++++ Trecho da página
Eu ainda em estado de choque, sem saber o que fazer, apavorada com a ideia de operar assim do dia para noite, comecei a contatar minha médica no Brasil e minhas amigas médicas, que foram me acalmando e me dando um suporte fenomenal. Cheguei a tentar procurar uma outra médica ginecologista particular aqui na cidade, mas pelo telefone ela já informou que os médicos que iriam me operar eram bravissimi (excelentes), os melhores.
Ainda assim, minha insegurança era absurda! Pensei em ir para o Brasil, pensei em não aparecer na operação, queria minha mãe que tinha acabado de ir embora, chorava. E para melhorar, o fim de semana que eu tive entre a notícia e a operação era o meu aniversário de 38 anos, o primeiro aqui na Itália. Que aniversário!
++++++++
++++ Linhas extraídas
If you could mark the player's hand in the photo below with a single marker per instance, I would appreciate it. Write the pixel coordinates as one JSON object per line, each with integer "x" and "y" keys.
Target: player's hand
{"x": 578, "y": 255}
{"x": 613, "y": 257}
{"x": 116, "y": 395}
++++++++
**Tarefas a cumprir:**
- a) Liste todas as pessoas que, segundo o relato sobre a cirurgia marcada às pressas, quem narra contatou ou tentou procurar depois da notícia.
- b) Continue o relato sobre a cirurgia marcada às pressas a partir da última frase.

**Respostas por tarefa:**
- a)
- A médica no Brasil
- As amigas médicas
- Uma outra médica ginecologista particular na cidade

- b)
acervo pessoal
A operação
O dia chegou sem ao menos eu conseguir me decidir o que fazer e fui no vácuo. Deixei a vida me levar. Me internei, me aprontei e me subiram para o centro cirúrgico. Nunca mais me esquecerei. Eu deitada, vendo um monte de médicos e enfermeiras falando sem eu entender uma palavra. Eu apavorada, não parava de rezar e escorriam lágrimas dos meus olhos. Até que uma enfermeira percebeu e veio com um algodãozinho, uma gaze, não me lembro bem, e enxugou. A partir daquele momento de carinho dela eu fechei os olhos e apaguei.
Quando acordei já estava no quarto, que eu dividi com mais três mulheres que também haviam operado. Foram cinco dias no hospital. Passei muito mal na primeira e segunda noite. Tive queda de hemoglobina, acordava suando frio, sensação de desmaio, apertava a campainha na madrugada e vinha enfermeira, médico, todos de plantão me acudir.
A minha impressão
Uma coisa posso dizer com muita certeza, eu fui muito bem atendida. Não tenho absolutamente nada para reclamar quanto à minha experiência com o sistema de saúde italiano. Tanto a equipe médica, quanto as enfermeiras, o hospital, foram fantásticos. Eu fui muito bem tratada. Não só tecnicamente, mas com carinho. Quantas vezes eu chorei e a equipe tentava me entender, mesmo sem falarmos o mesmo idioma.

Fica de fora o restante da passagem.